====== Stored data ======
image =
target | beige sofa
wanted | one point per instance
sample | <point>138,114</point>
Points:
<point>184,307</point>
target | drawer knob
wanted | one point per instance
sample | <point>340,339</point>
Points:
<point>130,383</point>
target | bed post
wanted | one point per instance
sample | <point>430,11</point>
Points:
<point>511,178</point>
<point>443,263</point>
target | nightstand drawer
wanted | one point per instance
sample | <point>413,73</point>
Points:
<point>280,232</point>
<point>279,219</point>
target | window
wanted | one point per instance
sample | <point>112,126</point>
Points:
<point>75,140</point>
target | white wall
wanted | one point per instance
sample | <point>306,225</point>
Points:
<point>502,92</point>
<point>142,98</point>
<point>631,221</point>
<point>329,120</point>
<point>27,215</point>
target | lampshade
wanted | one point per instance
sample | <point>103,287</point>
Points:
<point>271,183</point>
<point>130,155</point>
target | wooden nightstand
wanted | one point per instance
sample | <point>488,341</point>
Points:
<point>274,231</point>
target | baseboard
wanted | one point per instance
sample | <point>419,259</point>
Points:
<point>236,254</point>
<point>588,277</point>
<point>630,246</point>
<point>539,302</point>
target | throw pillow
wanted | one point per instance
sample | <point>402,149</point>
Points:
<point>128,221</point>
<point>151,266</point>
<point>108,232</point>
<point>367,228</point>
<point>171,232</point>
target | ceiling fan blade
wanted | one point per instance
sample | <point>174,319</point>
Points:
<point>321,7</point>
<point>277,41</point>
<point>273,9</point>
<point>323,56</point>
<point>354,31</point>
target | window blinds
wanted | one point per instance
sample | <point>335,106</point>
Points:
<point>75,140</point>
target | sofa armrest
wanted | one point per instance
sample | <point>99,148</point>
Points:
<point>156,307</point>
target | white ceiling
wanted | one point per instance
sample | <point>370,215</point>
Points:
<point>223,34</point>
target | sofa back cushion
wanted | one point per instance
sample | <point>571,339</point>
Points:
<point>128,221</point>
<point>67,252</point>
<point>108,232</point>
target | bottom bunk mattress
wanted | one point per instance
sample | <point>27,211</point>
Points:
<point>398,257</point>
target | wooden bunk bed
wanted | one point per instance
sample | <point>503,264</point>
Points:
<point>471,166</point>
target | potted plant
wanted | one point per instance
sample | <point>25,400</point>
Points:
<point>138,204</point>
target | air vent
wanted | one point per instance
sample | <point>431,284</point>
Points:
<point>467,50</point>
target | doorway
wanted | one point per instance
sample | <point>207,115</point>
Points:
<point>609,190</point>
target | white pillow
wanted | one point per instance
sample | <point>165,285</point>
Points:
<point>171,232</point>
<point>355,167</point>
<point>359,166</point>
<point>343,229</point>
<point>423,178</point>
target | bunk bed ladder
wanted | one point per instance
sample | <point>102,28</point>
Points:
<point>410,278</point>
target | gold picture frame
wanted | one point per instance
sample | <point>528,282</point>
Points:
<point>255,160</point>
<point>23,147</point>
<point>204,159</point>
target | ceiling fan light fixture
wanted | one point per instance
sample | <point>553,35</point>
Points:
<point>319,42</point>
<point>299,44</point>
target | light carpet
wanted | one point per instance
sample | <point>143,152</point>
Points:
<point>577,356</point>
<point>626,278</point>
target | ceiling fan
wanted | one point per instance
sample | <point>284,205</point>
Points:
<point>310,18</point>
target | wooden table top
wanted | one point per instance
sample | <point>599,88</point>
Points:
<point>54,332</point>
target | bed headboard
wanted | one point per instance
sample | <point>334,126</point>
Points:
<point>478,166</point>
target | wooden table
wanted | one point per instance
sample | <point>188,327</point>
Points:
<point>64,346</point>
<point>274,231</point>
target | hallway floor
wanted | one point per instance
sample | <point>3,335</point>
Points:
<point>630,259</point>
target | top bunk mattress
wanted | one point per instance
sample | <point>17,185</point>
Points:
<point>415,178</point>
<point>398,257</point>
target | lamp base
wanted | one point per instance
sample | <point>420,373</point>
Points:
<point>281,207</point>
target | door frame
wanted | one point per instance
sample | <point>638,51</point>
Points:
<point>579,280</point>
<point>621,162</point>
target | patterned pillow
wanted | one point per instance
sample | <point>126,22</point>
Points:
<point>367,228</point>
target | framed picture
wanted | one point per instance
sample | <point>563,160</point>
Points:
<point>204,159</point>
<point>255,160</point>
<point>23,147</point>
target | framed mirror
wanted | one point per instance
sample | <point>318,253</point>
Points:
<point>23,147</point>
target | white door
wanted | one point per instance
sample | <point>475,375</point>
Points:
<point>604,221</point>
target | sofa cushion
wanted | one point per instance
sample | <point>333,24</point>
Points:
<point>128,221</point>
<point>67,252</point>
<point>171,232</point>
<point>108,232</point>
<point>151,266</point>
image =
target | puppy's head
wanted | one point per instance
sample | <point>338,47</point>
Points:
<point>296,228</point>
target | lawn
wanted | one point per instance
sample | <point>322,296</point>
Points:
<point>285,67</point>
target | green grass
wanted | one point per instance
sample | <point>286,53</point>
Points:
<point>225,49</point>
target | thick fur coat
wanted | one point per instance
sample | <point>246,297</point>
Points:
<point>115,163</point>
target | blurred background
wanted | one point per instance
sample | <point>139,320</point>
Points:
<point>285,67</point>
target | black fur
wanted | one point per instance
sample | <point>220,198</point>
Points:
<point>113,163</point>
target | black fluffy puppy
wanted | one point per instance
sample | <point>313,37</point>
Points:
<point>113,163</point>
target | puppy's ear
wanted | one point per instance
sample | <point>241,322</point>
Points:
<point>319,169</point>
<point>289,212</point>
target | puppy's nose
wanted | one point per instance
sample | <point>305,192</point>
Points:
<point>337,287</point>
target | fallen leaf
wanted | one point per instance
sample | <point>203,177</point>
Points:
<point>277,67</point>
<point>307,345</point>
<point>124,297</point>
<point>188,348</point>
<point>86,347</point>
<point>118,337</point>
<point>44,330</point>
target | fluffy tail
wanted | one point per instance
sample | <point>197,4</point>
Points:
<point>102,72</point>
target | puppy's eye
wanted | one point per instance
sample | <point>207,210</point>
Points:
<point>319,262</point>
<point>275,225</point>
======
Copy every one of the rows above line by line, with no changes at all.

§ Written reply
image =
target | beige sofa
wanted | one point per instance
sample | <point>138,114</point>
Points:
<point>184,307</point>
target | drawer knob
wanted | one point per instance
sample | <point>340,339</point>
Points:
<point>130,383</point>
target | bed post
wanted | one point per instance
sample | <point>430,11</point>
Points:
<point>511,178</point>
<point>443,263</point>
target | nightstand drawer
wanted | one point per instance
sample | <point>413,73</point>
Points:
<point>280,232</point>
<point>279,219</point>
target | window
wanted | one point per instance
sample | <point>112,126</point>
Points:
<point>75,140</point>
target | white wall
wanted | one point per instance
sample | <point>306,225</point>
Points:
<point>502,92</point>
<point>142,98</point>
<point>631,221</point>
<point>329,120</point>
<point>27,215</point>
target | lampshade
wanted | one point per instance
sample | <point>103,287</point>
Points:
<point>271,183</point>
<point>130,155</point>
target | wooden nightstand
wanted | one point per instance
sample | <point>488,341</point>
Points:
<point>274,231</point>
target | baseboard
wanted | one point per instance
sample | <point>419,259</point>
Points:
<point>236,254</point>
<point>588,277</point>
<point>630,246</point>
<point>539,302</point>
target | throw pillow
wanted | one point per instance
sample | <point>402,149</point>
Points:
<point>128,221</point>
<point>151,266</point>
<point>108,232</point>
<point>367,228</point>
<point>171,232</point>
target | ceiling fan blade
wanted | one point per instance
sample | <point>174,319</point>
Points:
<point>321,7</point>
<point>277,41</point>
<point>273,9</point>
<point>323,56</point>
<point>354,31</point>
target | window blinds
wanted | one point per instance
sample | <point>335,106</point>
Points:
<point>75,140</point>
target | sofa armrest
wanted | one point per instance
sample | <point>99,148</point>
Points:
<point>156,307</point>
target | white ceiling
wanted | one point per instance
sample | <point>370,215</point>
Points:
<point>223,34</point>
target | sofa back cushion
wanted | one point per instance
sample | <point>571,339</point>
Points:
<point>128,221</point>
<point>67,252</point>
<point>108,232</point>
target | bottom bunk mattress
wanted | one point per instance
sample | <point>27,211</point>
Points:
<point>398,257</point>
target | wooden bunk bed
wanted | one point per instance
sample | <point>503,264</point>
Points:
<point>471,166</point>
target | potted plant
wanted | one point per instance
sample | <point>25,400</point>
Points:
<point>138,204</point>
target | air vent
wanted | one point per instance
sample | <point>431,284</point>
Points:
<point>467,50</point>
target | doorway
wanted | one point per instance
sample | <point>207,115</point>
Points:
<point>609,190</point>
target | white pillow
wanted | one point per instance
sample | <point>165,285</point>
Points:
<point>171,232</point>
<point>355,167</point>
<point>359,166</point>
<point>343,229</point>
<point>423,178</point>
target | bunk bed ladder
wanted | one point per instance
sample | <point>102,28</point>
Points:
<point>410,278</point>
target | gold picture frame
wanted | one point per instance
sample | <point>528,282</point>
Points:
<point>255,160</point>
<point>23,147</point>
<point>204,159</point>
target | ceiling fan light fixture
wanted | one point per instance
sample | <point>553,35</point>
Points:
<point>319,42</point>
<point>299,44</point>
target | light carpet
wanted | one point per instance
sample | <point>143,152</point>
Points:
<point>577,356</point>
<point>626,278</point>
target | ceiling fan
wanted | one point per instance
sample | <point>284,205</point>
Points:
<point>310,18</point>
target | wooden table top
wanted | one point per instance
sample | <point>599,88</point>
Points:
<point>54,332</point>
target | bed headboard
wanted | one point per instance
sample | <point>334,126</point>
Points:
<point>478,166</point>
target | wooden table
wanted | one point per instance
sample | <point>188,327</point>
Points:
<point>64,346</point>
<point>274,231</point>
target | hallway floor
wanted | one point per instance
sample | <point>3,335</point>
Points:
<point>630,259</point>
target | top bunk mattress
wanted | one point per instance
sample | <point>17,185</point>
Points:
<point>415,178</point>
<point>398,257</point>
target | lamp base
wanted | one point per instance
sample | <point>420,373</point>
Points:
<point>281,207</point>
target | door frame
wanted | one point per instance
sample | <point>638,51</point>
Points:
<point>579,280</point>
<point>621,162</point>
target | patterned pillow
wanted | one point per instance
sample | <point>126,22</point>
Points:
<point>367,228</point>
target | framed picture
wanted | one point per instance
sample | <point>563,160</point>
Points:
<point>204,159</point>
<point>255,160</point>
<point>23,147</point>
target | framed mirror
wanted | one point per instance
sample | <point>318,253</point>
Points:
<point>23,147</point>
target | white door
wanted | one point per instance
sample | <point>475,375</point>
Points:
<point>604,221</point>
target | sofa cushion
wanted | one point per instance
sample | <point>333,24</point>
Points:
<point>128,221</point>
<point>67,252</point>
<point>171,232</point>
<point>108,232</point>
<point>151,266</point>
image =
target | puppy's head
wanted | one point per instance
sample | <point>338,47</point>
Points:
<point>296,228</point>
target | lawn
wanted | one point per instance
sample | <point>322,296</point>
Points:
<point>285,67</point>
target | green grass
wanted | one point per instance
sample | <point>286,53</point>
Points:
<point>225,49</point>
target | thick fur coat
wanted | one point per instance
sample | <point>246,297</point>
Points:
<point>115,163</point>
target | blurred background
wanted | one point per instance
sample | <point>139,320</point>
Points:
<point>285,67</point>
target | black fur
wanted | one point per instance
sample | <point>220,198</point>
Points:
<point>113,163</point>
target | black fluffy puppy
wanted | one point per instance
sample | <point>313,37</point>
Points:
<point>113,163</point>
target | puppy's ear
wanted | one point per instance
sample | <point>241,322</point>
Points:
<point>319,169</point>
<point>289,212</point>
target | puppy's nose
wanted | one point per instance
sample | <point>305,192</point>
Points:
<point>337,287</point>
target | fallen leaf
wanted | one point per instance
sample | <point>203,177</point>
Points:
<point>277,67</point>
<point>307,345</point>
<point>124,297</point>
<point>188,348</point>
<point>86,347</point>
<point>118,337</point>
<point>44,330</point>
target | fluffy tail
wanted | one point per instance
sample | <point>197,4</point>
Points:
<point>102,72</point>
target | puppy's eye
wanted | one point per instance
sample | <point>207,210</point>
Points:
<point>319,262</point>
<point>275,225</point>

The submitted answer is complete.